Text to read:
(begin)

A gathering of t-shirts

For about a year now I have been collecting knit prints.  I am very particular about prints— a lot of them do nothing for me but when one appeals to me I tend to like it a lot.  I had only about a yard of each of these four fabrics so I thought a short-sleeved top would be ideal.

I stole the idea for this design from a RTW top of mine, but made the pattern from a basic Burda t-shirt.  I started with this sketch:

Next, I traced the pattern front and back and extended the shoulders to make sleeves.  I experimented with a couple different versions of the gathers:

The left-most was my first attempt, where I sliced the pattern straight across and spread.  Something didn’t seem right about this one and at dinner that night it occured to me why this wouldn’t work.  Next I made the slice lines radiate out from the gathered side of the pattern to the un-gathered side (like in the sketch).  I used this pattern for the blue top at the far right in the first picture, but after I had cut out the fabric I thought maybe I had added too much fullness.  So for the last version I narrowed up the slices a little and changed their distribution so the top of the pattern is relatively unaltered.

(end)

Provided records:
(begin)

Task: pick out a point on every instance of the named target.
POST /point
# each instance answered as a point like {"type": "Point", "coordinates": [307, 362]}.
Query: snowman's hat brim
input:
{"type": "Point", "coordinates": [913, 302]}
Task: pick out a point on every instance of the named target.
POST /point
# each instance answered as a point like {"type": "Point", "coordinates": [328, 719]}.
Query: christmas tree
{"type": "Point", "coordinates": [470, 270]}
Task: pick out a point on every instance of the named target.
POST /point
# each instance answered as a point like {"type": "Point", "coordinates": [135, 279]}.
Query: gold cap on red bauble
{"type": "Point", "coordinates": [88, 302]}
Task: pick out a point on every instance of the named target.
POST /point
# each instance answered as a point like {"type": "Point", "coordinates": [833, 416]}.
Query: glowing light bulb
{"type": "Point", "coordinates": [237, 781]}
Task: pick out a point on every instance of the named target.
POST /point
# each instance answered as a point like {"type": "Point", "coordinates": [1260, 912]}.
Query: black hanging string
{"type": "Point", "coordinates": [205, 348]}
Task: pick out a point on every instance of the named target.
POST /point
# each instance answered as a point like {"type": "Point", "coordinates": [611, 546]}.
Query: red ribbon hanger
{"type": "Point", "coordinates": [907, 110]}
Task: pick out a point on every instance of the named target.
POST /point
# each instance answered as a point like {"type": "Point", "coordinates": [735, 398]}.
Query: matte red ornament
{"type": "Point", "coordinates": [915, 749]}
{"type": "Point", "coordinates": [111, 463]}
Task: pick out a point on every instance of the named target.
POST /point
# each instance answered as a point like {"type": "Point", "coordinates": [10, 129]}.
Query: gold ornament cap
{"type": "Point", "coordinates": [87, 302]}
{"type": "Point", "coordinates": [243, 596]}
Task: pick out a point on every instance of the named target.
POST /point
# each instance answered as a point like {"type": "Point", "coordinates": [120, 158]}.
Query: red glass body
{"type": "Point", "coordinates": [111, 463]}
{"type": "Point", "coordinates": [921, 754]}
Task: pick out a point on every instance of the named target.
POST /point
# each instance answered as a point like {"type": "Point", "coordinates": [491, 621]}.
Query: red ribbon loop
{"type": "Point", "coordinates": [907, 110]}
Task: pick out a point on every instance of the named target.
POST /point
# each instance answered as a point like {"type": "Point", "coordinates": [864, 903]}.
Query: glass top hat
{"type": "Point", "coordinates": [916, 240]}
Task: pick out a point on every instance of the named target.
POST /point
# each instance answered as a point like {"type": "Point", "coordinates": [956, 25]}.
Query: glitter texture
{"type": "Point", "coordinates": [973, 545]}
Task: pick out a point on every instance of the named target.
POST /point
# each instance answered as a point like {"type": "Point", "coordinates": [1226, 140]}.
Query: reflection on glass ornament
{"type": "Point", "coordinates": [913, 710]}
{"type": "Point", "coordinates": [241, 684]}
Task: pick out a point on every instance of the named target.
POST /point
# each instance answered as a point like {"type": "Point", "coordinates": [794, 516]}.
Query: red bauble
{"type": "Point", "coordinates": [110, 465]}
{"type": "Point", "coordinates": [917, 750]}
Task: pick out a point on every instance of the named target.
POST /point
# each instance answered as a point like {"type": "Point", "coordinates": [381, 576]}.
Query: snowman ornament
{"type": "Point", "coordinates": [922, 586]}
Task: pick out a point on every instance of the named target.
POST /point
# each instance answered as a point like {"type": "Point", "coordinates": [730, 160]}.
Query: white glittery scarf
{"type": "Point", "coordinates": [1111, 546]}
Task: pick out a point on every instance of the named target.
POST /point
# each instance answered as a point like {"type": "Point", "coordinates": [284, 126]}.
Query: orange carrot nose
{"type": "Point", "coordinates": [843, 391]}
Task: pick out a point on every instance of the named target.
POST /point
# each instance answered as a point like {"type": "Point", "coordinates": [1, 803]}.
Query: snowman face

(end)

Tasks for this exercise:
A - Reproduce part of the post about gathered t-shirts word for word, beginning at the words "For about a" and stopping after "would be ideal.".
B - According to the post about gathered t-shirts, how much of each of the four knit fabrics did the writer have?
C - In the post about gathered t-shirts, why were the slices narrowed in the last version of the pattern?

Expected outputs:
A -
For about a year now I have been collecting knit prints.  I am very particular about prints— a lot of them do nothing for me but when one appeals to me I tend to like it a lot.  I had only about a yard of each of these four fabrics so I thought a short-sleeved top would be ideal.

B - About a yard of each.

C - After cutting the fabric for the blue top from the version with radiating slices, the writer thought too much fullness might have been added. So the slices were narrowed a little and redistributed, leaving the top of the pattern relatively unaltered.